** Quoted passage **
He was friends of the director, Roman Polanski.
And he was there because inside that house
was Roman Polanski's wife, Sharon Tate,
who was eight months pregnant with their,
I believe their first child.
I don't think they had any other children.
Sharon Tate was pretty young at the time.
But also inside was Abigail Folger,
who was the heiress to the Folger Coffee Fortune.
And I think, oh, one other guy, J.C. Brink,
who was a stylist, who was known as the guy
who introduced hair styling to men.
So he was pretty well off and pretty well known
as far as LA went.
And they're just kind of this hip industry party crowd
inside this residence.
And there was a knock at the door and this guy was there.
On the other side of the door, he had a mustache
and he was tall, kind of a natural athlete type from Texas.
And he said, I'm the devil,
and I'm here to do the devil's business.
And that was Tex Watson.
And he entered the house and this massacre
of everybody inside began.
Yeah, so what had happened previous to that knock
was Tex Watson climbed up a telephone pole,
cut the phone line, and then climbed the fence
with a couple of other people, one Susan Atkins
and one Patricia Crenwinkel, all Manson family members.
And we'll get into the whole family thing in a minute.
And so they climbed over the fence, went in,
there was a kid, a teenager named Steve Parent,
who was leaving in his car already.
And he did not make it out.
He was shot five times.
He was slashed and shot five times by Tex Watson
before he could get down the driveway.

** Data entries **

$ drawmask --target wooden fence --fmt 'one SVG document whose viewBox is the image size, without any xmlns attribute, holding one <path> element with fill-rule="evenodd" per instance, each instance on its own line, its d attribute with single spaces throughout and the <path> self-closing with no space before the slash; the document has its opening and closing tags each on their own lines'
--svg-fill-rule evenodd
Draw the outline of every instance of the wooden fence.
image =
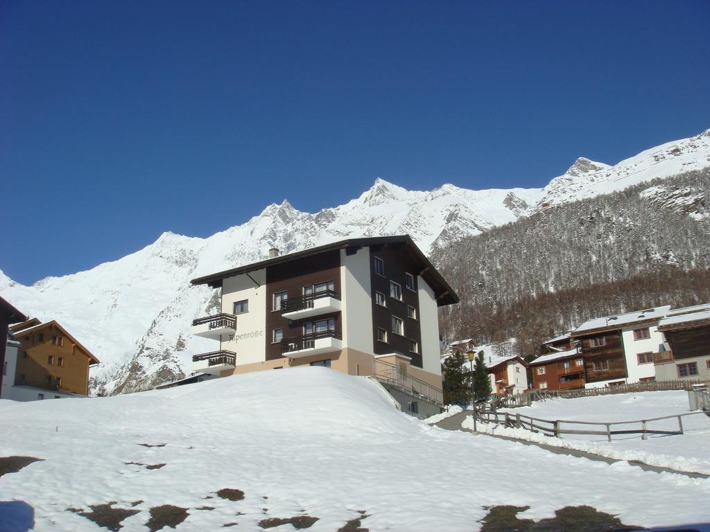
<svg viewBox="0 0 710 532">
<path fill-rule="evenodd" d="M 611 441 L 611 436 L 619 434 L 641 434 L 641 438 L 647 439 L 649 434 L 662 435 L 677 435 L 683 433 L 683 417 L 686 416 L 694 416 L 704 412 L 690 412 L 689 414 L 680 414 L 676 416 L 664 416 L 660 418 L 652 418 L 650 419 L 639 419 L 634 421 L 613 421 L 610 423 L 599 421 L 574 421 L 569 419 L 541 419 L 533 418 L 530 416 L 523 416 L 520 414 L 511 414 L 510 412 L 497 412 L 496 411 L 479 411 L 478 419 L 484 422 L 494 423 L 502 425 L 508 428 L 525 428 L 532 432 L 542 433 L 545 436 L 561 437 L 562 434 L 586 434 L 592 436 L 606 436 L 606 438 Z M 672 419 L 675 418 L 678 423 L 677 430 L 668 430 L 667 427 L 652 428 L 648 426 L 650 423 L 660 421 L 665 419 Z M 563 427 L 564 425 L 581 425 L 581 428 L 578 429 Z M 638 428 L 614 428 L 617 426 L 633 426 L 638 424 Z M 591 426 L 604 427 L 603 429 L 591 430 Z M 589 427 L 587 428 L 587 427 Z"/>
<path fill-rule="evenodd" d="M 533 401 L 561 397 L 572 399 L 575 397 L 592 397 L 597 395 L 610 394 L 628 394 L 636 392 L 660 392 L 666 390 L 692 389 L 694 384 L 707 384 L 710 382 L 699 380 L 662 380 L 652 382 L 636 382 L 633 384 L 616 384 L 601 388 L 581 388 L 568 390 L 534 389 L 523 394 L 506 395 L 495 399 L 494 408 L 514 408 L 515 406 L 530 406 Z"/>
</svg>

** Task list **
1/ Rewrite the records on outlining fences in the photo, substituting "picket fence" for "wooden fence" and keeping everything else the same. Leave the picture out of your answer.
2/ Pick up the spoken account of the killings at the Polanski house where it stops, and keep it going in the same voice.

** Answer set **
1/
$ drawmask --target picket fence --fmt 'one SVG document whose viewBox is the image size, without any xmlns attribute, holding one <path> element with fill-rule="evenodd" per instance, each instance on its own line, its d attribute with single spaces throughout and the <path> self-closing with no space before the slash; the document has its opening and closing tags each on their own lines'
--svg-fill-rule evenodd
Draw the outline of every instance of the picket fence.
image =
<svg viewBox="0 0 710 532">
<path fill-rule="evenodd" d="M 611 441 L 611 436 L 619 434 L 641 434 L 641 438 L 647 439 L 649 434 L 662 435 L 677 435 L 683 433 L 683 417 L 686 416 L 694 416 L 704 412 L 690 412 L 689 414 L 680 414 L 676 416 L 664 416 L 660 418 L 652 418 L 650 419 L 639 419 L 634 421 L 613 421 L 610 423 L 599 421 L 574 421 L 569 419 L 541 419 L 533 418 L 530 416 L 523 416 L 520 414 L 511 414 L 510 412 L 497 412 L 496 411 L 479 411 L 478 419 L 484 422 L 494 423 L 502 425 L 508 428 L 525 428 L 532 432 L 542 433 L 545 436 L 561 437 L 562 434 L 586 434 L 592 436 L 606 436 L 606 438 Z M 672 419 L 675 418 L 678 423 L 677 430 L 668 430 L 667 427 L 652 428 L 648 426 L 650 423 L 660 421 L 665 419 Z M 563 427 L 564 425 L 581 425 L 581 428 L 578 429 Z M 638 428 L 614 428 L 617 426 L 633 426 L 638 424 Z M 591 426 L 604 427 L 603 429 L 591 430 Z M 589 427 L 587 428 L 587 427 Z"/>
<path fill-rule="evenodd" d="M 533 401 L 561 397 L 572 399 L 575 397 L 592 397 L 597 395 L 610 394 L 628 394 L 636 392 L 660 392 L 666 390 L 692 389 L 694 384 L 707 384 L 710 382 L 699 380 L 662 380 L 652 382 L 636 382 L 633 384 L 616 384 L 601 388 L 581 388 L 568 390 L 534 389 L 523 394 L 506 395 L 495 399 L 494 408 L 514 408 L 515 406 L 530 406 Z"/>
</svg>

2/
So one murder had already been committed on that property
by the time they even got to the house.
Yeah, and if any of these people,
which you can definitely make the case, all of them
were in the wrong place at the wrong time,
Steve and Parent was just doubly so.
He was visiting the caretaker of the house.
So he had nothing to do with the Hollywood jet set
people inside or the Manson family.
He was just friends with somebody who was like
a worker at the house.
And he was leaving at the time too.
Yeah, he would have been friends with,
what was the guy's name from the OJ?
Oh, man.
He would have been friends with Cato Kalen.
There you go.
Which is, yeah, that would have been a bad thing to be,
I think.
Talk about a mock turtle neck.
Yeah, I think he has one permanently tattooed
on his neck.
I think so too.
There was also a third Manson family member,
Linda Kasabian, who was not in the house,
but she waited, essentially was the getaway driver.
Right, and she'd just come into the family
like a month before, and apparently the reason
she was out with them was because she was the only one
with the valid driver's license out of that group.
So Linda Kasabian sitting outside,
Tex Watson, Patricia Crenwinkle,
and Susan Atkins all enter the house,
and they just start killing everybody.
Apparently, Tex was the only one with a gun,
but all three of them had knives.
Patricia Crenwinkle found Abigail Folger reading in bed
and started to kill her.
I believe Sharon Tate and Jay Sebring
were in the living room together,
and they were both killed there in the living room.
Wojtek Fajkowski made it out of the house,
but he was killed in the front lawn.
Abigail Folger, I think, made it out the back,
and she died on the back lawn.
And one of the things about this is like,
the reason the board massacred her
is like such an apt description.
Like these were just basically like,
I don't know how old Tex was.
He was a little bit older,
but these are basically like 17, 18, 19 year old girls
who had never done anything like this before,
and were really not very good at it
while they were doing it this first time.
And it was just bad for everybody.
Apparently, it was very brutal.
There was a lot of fear and terror
and a lot of pain and torment among everybody
who was being killed in this house.
It wasn't easy clean.
You wouldn't characterize it as like a hit.
It was a massacre.
Yeah, Abigail Folger herself was stabbed 28 times.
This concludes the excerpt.